▸ **Task list**
1. According to the passage on climate change and cultural heritage, how many workers in France are responsible for the upkeep and maintenance of monuments and museums?
2. Extend the passage on climate change and cultural heritage, picking up after its final sentence.

▸ **Supplied text**
These words are not just the researcher’s conjectures, rather they refer to statues that in just 60 years have lost their “faces” due to the effects of acid rain. Climate change has led to variations in the composition of the atmosphere, and although they do not affect humans directly, they do have an effect on materials such as marble and limestone.
Source of development
As indicated above, the world’s cultural heritage assets have a positive impact on local economies and well-being, in addition to providing an inspiring historical legacy. For example, it is estimated that in France some 40,000 workers work each day in tourist operations related to monuments and museums.
Another 45,000 workers are responsible for upkeep and maintenance. And then, of course, there are the restaurants, hotels and shops that depend directly on these activities.
The effects of the COVID-19 pandemic have clearly been especially hard on the tourism sector, so the deterioration of monuments and emblematic buildings could have similar consequences for some sites. However, it is not just the economic aspect. That is what Amnesty International says. The organization that highlights that “the climate emergency could undo centuries of humanity’s cultural progress and even keep some cultural practices from being preserved in the future.”

▸ **Dataset entries**
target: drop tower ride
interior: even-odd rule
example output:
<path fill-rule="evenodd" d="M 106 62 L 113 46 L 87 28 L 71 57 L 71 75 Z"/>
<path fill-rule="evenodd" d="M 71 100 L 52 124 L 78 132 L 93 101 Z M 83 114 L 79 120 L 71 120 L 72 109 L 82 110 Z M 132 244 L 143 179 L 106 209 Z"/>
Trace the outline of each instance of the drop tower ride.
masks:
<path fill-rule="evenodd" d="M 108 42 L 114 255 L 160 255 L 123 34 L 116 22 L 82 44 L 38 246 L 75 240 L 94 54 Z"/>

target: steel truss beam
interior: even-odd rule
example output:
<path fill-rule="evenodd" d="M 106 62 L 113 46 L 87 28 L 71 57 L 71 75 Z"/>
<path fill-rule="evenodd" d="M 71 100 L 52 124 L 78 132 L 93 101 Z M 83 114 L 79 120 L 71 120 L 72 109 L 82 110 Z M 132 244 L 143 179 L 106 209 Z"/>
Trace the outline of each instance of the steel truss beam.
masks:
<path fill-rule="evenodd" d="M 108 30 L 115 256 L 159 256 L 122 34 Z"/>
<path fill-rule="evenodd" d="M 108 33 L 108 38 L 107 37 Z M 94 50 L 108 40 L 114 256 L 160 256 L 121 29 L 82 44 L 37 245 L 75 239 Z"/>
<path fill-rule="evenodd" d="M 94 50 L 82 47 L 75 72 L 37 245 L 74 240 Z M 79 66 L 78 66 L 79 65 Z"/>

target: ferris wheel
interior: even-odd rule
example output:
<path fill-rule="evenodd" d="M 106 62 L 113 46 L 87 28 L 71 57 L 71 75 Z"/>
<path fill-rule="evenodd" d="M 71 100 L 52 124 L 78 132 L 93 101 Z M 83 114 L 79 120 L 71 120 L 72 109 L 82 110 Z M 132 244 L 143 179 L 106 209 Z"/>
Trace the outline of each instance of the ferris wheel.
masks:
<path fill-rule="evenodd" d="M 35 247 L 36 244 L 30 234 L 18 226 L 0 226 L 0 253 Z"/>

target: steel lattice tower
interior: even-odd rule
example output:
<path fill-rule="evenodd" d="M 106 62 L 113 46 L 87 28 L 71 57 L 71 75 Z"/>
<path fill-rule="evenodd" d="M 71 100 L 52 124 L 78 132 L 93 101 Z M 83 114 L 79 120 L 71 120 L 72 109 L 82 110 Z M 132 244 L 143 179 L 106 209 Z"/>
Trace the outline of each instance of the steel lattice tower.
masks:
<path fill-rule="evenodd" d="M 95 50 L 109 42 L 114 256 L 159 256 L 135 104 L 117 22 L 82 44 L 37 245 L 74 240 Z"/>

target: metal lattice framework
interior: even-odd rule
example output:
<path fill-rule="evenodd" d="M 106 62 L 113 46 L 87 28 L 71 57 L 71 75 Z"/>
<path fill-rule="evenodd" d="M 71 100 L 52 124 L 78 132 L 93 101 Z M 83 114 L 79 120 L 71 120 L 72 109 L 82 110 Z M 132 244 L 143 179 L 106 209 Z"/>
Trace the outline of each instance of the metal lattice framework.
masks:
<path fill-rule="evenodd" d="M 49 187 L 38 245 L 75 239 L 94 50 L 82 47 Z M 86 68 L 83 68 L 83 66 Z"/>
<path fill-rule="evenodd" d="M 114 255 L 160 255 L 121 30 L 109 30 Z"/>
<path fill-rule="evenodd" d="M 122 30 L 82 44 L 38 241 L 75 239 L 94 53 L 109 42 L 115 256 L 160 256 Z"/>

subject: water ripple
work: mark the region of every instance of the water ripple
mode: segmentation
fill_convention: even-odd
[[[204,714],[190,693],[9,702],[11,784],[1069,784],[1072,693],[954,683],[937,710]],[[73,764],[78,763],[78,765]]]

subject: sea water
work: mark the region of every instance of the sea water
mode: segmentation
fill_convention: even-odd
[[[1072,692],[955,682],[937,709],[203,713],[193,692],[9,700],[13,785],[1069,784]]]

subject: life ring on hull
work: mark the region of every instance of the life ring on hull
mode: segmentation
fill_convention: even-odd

▸ **Responses by item number**
1. 45,000 workers

2.
In this post they posit that climate change threatens sites of “cultural interaction” so “it would be wise to take stock of the current and future cultural losses to better understand what is at stake and consider now how to adapt culturally going forward.”
And that’s not all: the organization also points out that many countries are suffering the consequences of excessive pollution—created in large part by other wealthier countries—are incapable of maintaining their cultural assets. That is why global action is needed so that not only the wealthiest economies (which generate a large part of the polluting gases) can tackle this problem, but so that such action is also common to any cultural asset that has been declared part of world heritage.